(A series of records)
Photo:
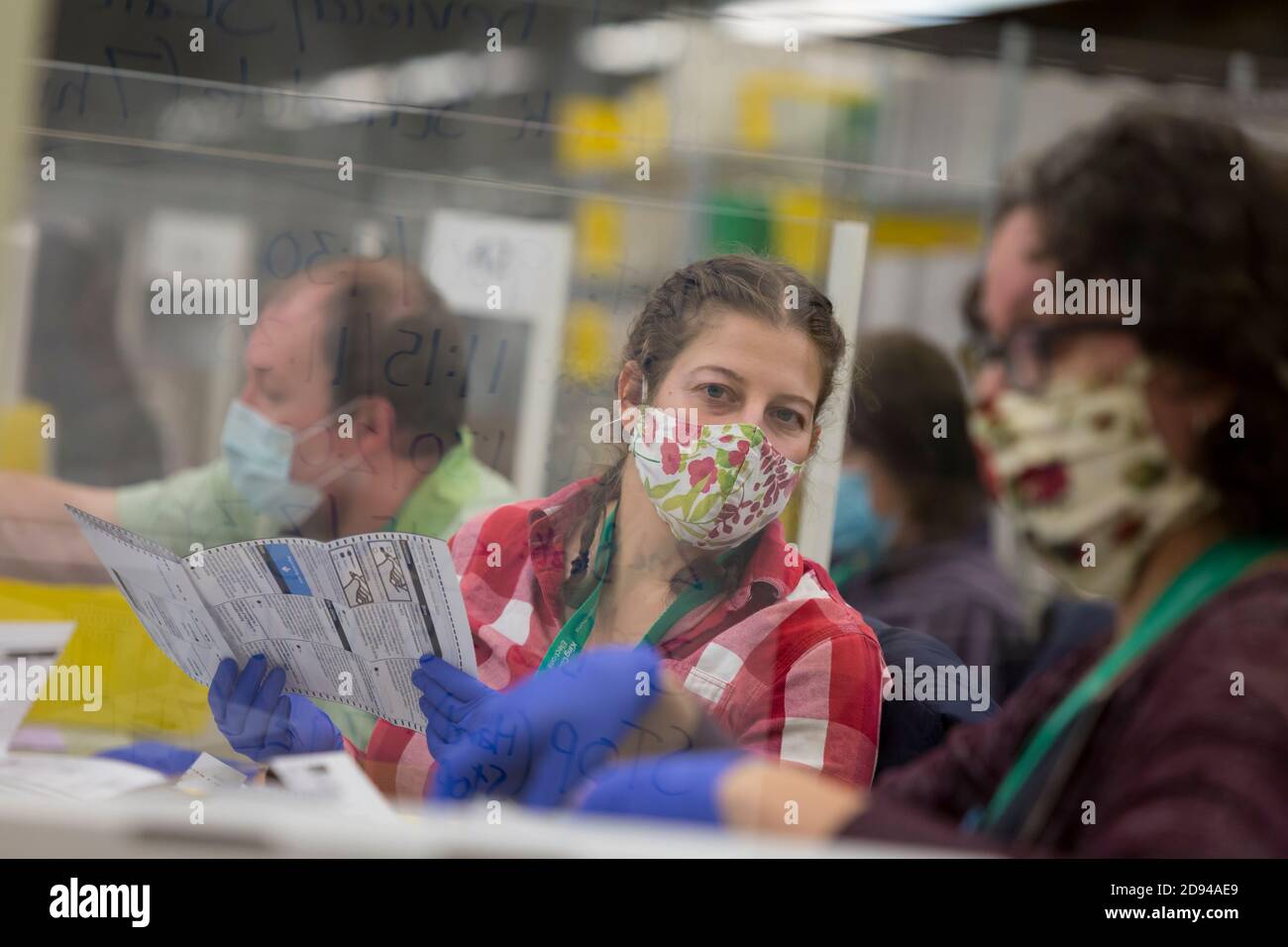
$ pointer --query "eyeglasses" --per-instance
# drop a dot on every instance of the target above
(1029, 351)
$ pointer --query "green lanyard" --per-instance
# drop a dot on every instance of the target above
(576, 631)
(1199, 581)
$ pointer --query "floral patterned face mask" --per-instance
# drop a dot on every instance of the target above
(715, 484)
(1086, 476)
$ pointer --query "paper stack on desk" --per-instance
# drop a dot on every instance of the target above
(347, 620)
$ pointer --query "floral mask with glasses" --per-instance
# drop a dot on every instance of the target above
(1074, 458)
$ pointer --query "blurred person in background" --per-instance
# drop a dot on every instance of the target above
(678, 547)
(1159, 442)
(323, 347)
(911, 543)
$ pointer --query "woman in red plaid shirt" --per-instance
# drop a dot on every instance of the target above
(679, 543)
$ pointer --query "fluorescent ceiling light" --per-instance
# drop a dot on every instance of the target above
(764, 22)
(645, 46)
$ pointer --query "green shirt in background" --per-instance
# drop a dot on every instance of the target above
(200, 505)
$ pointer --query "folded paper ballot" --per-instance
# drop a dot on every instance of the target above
(347, 620)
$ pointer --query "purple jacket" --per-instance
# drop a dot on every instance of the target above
(1176, 766)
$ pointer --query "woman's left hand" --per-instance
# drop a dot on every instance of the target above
(539, 740)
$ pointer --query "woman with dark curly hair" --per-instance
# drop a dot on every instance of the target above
(1142, 457)
(911, 539)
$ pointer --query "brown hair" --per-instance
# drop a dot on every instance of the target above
(1149, 195)
(673, 316)
(382, 325)
(901, 382)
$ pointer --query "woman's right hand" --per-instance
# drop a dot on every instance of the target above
(259, 720)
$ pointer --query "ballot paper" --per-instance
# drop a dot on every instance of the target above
(209, 774)
(334, 777)
(24, 647)
(85, 779)
(347, 620)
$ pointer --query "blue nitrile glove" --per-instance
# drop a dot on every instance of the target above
(677, 787)
(259, 720)
(163, 758)
(539, 740)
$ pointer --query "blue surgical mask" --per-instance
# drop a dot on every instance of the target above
(859, 534)
(259, 463)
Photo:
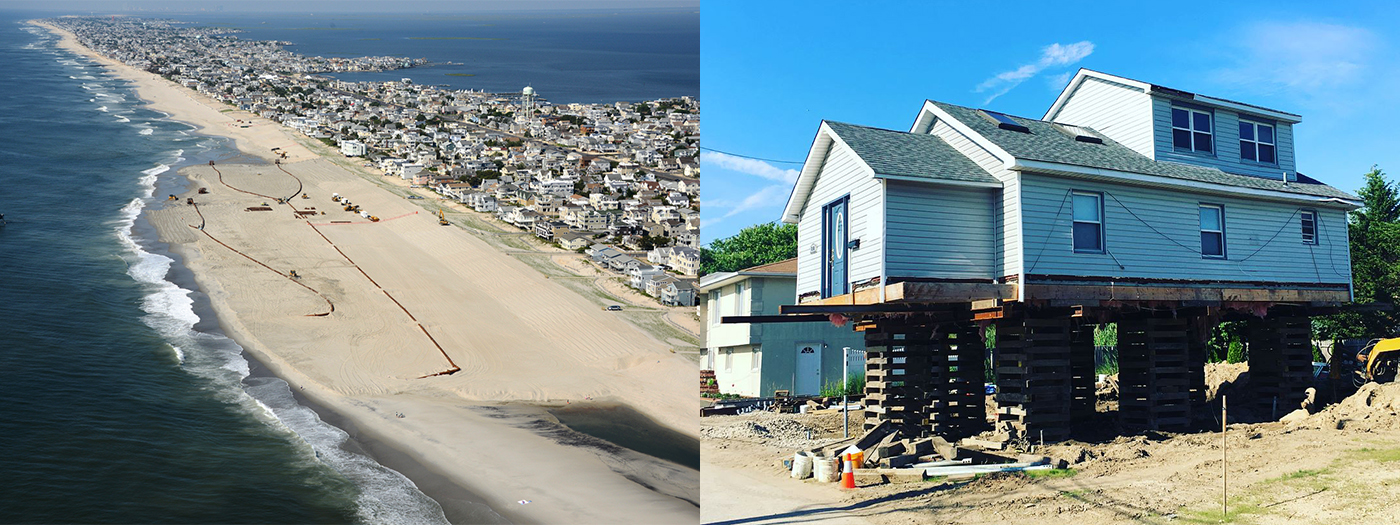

→ Problem to solve
Recast every line of the material above as a Markdown table with the columns "Row" and "Line", numbering the rows in order and skipping blank lines. Omit the pictures.

→ Exercise result
| Row | Line |
|---|---|
| 1 | Photo: |
| 2 | $ pointer --query "eyeglasses" --per-instance |
| 3 | # drop a dot on every instance of the target above |
| 4 | (1029, 351) |
| 5 | $ pointer --query "green lanyard" --per-instance |
| 6 | # drop a dot on every instance of the target above |
| 7 | (576, 631) |
| 8 | (1199, 581) |
| 9 | $ pointer --query "floral patterned face mask" --per-instance |
| 10 | # drop a dot on every instance of the target above |
| 11 | (715, 484) |
| 12 | (1086, 476) |
| 13 | $ pointer --query "paper stack on desk" --per-instance |
| 14 | # drop a dot on every instance of the target above |
| 15 | (347, 620) |
| 16 | $ pointer --query "floral mask with glasses" --per-instance |
| 17 | # drop a dot on every instance of the target above |
| 18 | (1074, 458) |
| 19 | $ pointer --query "blurred person in background" --per-instance |
| 20 | # drop a dot on every instance of the target above |
| 21 | (678, 547) |
| 22 | (1159, 442) |
| 23 | (323, 347) |
| 24 | (911, 543) |
| 25 | $ pointer --query "woman in red plaid shirt" --per-instance |
| 26 | # drop a dot on every instance of the target above |
| 27 | (679, 543) |
| 28 | $ pointer --query "fluorescent ceiling light" --per-instance |
| 29 | # drop a dot on every instance of the target above |
| 30 | (764, 22) |
| 31 | (645, 46) |
| 32 | $ pointer --query "green shirt in background" --per-instance |
| 33 | # drop a dot on every instance of the target above |
| 34 | (200, 505) |
| 35 | $ pointer --query "folded paper ballot" --per-instance |
| 36 | # drop a dot on every instance of the target above |
| 37 | (347, 620) |
| 38 | $ pointer --query "purple jacket" --per-instance |
| 39 | # drop a dot on every instance of the target above |
| 40 | (1176, 766) |
| 41 | $ pointer --query "woman's left hand" --per-instance |
| 42 | # drop a dot on every instance of the target above |
| 43 | (539, 740) |
| 44 | $ pointer --query "woman with dark curly hair" --per-instance |
| 45 | # drop a dot on every instance of the target above |
| 46 | (1142, 457) |
| 47 | (911, 539) |
| 48 | $ pointer --query "brown hair" --per-instance |
| 49 | # drop a dot on every instance of the target above |
| 50 | (1149, 195) |
| 51 | (673, 316) |
| 52 | (382, 325) |
| 53 | (901, 382) |
| 54 | $ pointer --query "woman's right hand" --per-instance |
| 55 | # drop a dot on every instance of the target above |
| 56 | (259, 720) |
| 57 | $ pointer --query "ballot paper" --per-instance |
| 58 | # drop a dot on every instance of the target above |
| 59 | (209, 774) |
| 60 | (334, 777) |
| 61 | (24, 647) |
| 62 | (85, 779) |
| 63 | (347, 620) |
| 64 | $ pointer --query "blue nitrile glove" --per-instance |
| 65 | # drop a dot on every instance of the target above |
| 66 | (677, 787) |
| 67 | (259, 720) |
| 68 | (163, 758) |
| 69 | (539, 740) |
| 70 | $ pointer --query "blue surgical mask" --per-instance |
| 71 | # drop a dot on every instance of the target above |
| 72 | (859, 534) |
| 73 | (259, 463) |
| 74 | Photo: |